##### Extracted text
With the sun coming up behind us and the mountains in front of us, we roll through the burbs spotted with trailer parts and junk yards, testaments to the poverty that clings to the edges of our industrialized, commercialized and “civilized” nation.




These are the things our nation’s leaders have forgotten about. These are the truly forgotten ones. It’s not so much the stereotypical families like mine who are part of the cogs that make up our country, buying cars, and small, “respectable” houses and leading what we consider to be our American Dream. We’re heard, if only barely.

But these people, these that sit on the outskirts of the powerful, the rich, the elites that spend millions to revamp abandoned factories into condominiums with underground gated parking garages for their Mercedes SUVs and exotic sports cars. Meanwhile, on the outskirts of their society, these are the ones left behind, the detritus of a fast moving world of “progress”. Old car lots adjacent to wrecking yards, surrounded by small old houses and run down trailer parks.

Then you come to towns buried deep in the Rockies like Winter Park (Frazier), which one can see was once a booming mining town before it nearly died. Then came the tourists. Then came the opportunists. Just off the tracks there are lines of small, old, squat houses with old cars and used tires in the yard. The giant building that once served as the train depot so many years ago now stands empty, a “for rent” sign in the window. And not one hundred feet behind the desolate little streets that line the railroad tracks, brand new condos stand out in start contrast with their high priced SUVs out front or peaking from under the cover of their attached four car garage.
##########
##### Record excerpts
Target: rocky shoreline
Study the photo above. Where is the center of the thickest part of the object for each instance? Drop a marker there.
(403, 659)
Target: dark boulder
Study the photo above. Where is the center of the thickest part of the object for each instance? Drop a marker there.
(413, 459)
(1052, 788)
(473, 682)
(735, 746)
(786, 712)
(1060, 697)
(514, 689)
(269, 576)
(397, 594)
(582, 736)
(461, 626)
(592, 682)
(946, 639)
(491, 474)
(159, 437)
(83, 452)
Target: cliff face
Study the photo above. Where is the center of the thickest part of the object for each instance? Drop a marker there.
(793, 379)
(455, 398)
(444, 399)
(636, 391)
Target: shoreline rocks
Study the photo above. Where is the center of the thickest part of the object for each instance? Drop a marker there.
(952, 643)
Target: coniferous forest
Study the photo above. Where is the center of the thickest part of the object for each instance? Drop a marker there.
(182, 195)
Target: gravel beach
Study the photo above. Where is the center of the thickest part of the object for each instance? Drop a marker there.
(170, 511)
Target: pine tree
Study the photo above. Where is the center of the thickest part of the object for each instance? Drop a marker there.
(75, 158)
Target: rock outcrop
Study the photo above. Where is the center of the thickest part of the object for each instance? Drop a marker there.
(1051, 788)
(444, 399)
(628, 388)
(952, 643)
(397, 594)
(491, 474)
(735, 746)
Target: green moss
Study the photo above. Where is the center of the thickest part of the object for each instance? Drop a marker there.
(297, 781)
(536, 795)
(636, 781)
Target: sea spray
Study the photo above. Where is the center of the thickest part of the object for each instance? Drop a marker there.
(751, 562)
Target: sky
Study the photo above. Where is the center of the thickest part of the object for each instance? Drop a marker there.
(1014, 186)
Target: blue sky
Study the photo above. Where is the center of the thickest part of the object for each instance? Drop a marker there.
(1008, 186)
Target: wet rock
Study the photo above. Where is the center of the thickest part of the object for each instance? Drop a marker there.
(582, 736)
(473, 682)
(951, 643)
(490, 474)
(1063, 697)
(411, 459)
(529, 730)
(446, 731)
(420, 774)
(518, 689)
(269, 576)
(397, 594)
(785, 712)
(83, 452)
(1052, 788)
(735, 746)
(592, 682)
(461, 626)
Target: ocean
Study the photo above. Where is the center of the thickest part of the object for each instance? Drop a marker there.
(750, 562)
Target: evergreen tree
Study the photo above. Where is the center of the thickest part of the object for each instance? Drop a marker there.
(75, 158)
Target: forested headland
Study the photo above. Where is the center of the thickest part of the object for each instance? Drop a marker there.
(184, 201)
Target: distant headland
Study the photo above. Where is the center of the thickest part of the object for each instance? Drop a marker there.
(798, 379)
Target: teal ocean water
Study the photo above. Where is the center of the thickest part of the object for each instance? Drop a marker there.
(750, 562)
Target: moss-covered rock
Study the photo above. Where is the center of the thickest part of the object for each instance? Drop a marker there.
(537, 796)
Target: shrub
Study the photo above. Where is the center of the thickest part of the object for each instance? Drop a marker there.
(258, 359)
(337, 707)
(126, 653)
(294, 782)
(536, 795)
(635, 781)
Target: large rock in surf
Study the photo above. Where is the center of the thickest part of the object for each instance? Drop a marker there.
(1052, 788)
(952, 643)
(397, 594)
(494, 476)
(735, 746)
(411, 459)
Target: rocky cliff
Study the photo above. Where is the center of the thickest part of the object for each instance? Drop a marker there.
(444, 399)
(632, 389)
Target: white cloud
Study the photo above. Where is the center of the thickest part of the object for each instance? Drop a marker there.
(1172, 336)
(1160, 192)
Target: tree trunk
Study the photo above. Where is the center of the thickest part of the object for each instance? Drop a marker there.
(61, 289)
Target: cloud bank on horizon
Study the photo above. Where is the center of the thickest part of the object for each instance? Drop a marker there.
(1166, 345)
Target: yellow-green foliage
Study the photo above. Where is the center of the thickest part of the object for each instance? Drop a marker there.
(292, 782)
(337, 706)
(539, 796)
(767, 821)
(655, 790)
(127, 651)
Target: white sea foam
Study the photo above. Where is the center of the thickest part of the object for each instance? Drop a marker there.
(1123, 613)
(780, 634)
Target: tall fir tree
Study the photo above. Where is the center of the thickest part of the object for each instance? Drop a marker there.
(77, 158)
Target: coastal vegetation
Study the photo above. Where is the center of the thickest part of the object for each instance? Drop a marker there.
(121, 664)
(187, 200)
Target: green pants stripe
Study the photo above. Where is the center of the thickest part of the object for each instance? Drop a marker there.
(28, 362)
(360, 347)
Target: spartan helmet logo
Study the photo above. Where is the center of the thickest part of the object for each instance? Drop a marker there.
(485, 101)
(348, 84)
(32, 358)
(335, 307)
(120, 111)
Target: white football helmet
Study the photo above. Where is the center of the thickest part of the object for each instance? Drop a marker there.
##########
Requests:
(A) Copy out the travel essay from "But these people, these" up to and including "down trailer parks.", keeping every word and mark unchanged.
(B) Extend the travel essay with new writing that begins right after its final sentence.

Results of the tasks:
(A)
But these people, these that sit on the outskirts of the powerful, the rich, the elites that spend millions to revamp abandoned factories into condominiums with underground gated parking garages for their Mercedes SUVs and exotic sports cars. Meanwhile, on the outskirts of their society, these are the ones left behind, the detritus of a fast moving world of “progress”. Old car lots adjacent to wrecking yards, surrounded by small old houses and run down trailer parks.

(B)
Having taken lunch in the dining car, we now follow along the Colorado River as it winds down through the Rocky Mountains, weaving its way westward and southward away from the lee side of the Continental Divide. This is my first real view of the Rockies and I am NOT disappointed.

Jagged, forbidding and at the same time awe inspiring and beautiful – warning you to stay away by their very ominous nature, yet speaking to your heart in their beauty.

While the river itself is spotted with people fly fishing, rafting, kayaking and canoeing, the land is still amazingly pristine for all of man’s presence.

Every now and again along flat areas of the banks of the river, a town will spring up, a kind of resurrected settlement turned tourist trap for people to stay in “rustic” buildings along the Colorado River to take rafting or fishing guided tours. For as touristy as these little make-believe settlements are, and as commercialized as they obvious have become, they actually don’t seem terribly out of place. Usually on the outskirts of these little towns, people will congregate to create small tent villages. It’s amazing how much stuff people can pack or haul in a Tahoe or Explorer.

But the telltale signs of man are not always so intrusive. Every now and again along some ridge or some low lying and flat shoulder adjacent to the river, you see an old footprint of an old log home from what looks like a hundred years ago or so.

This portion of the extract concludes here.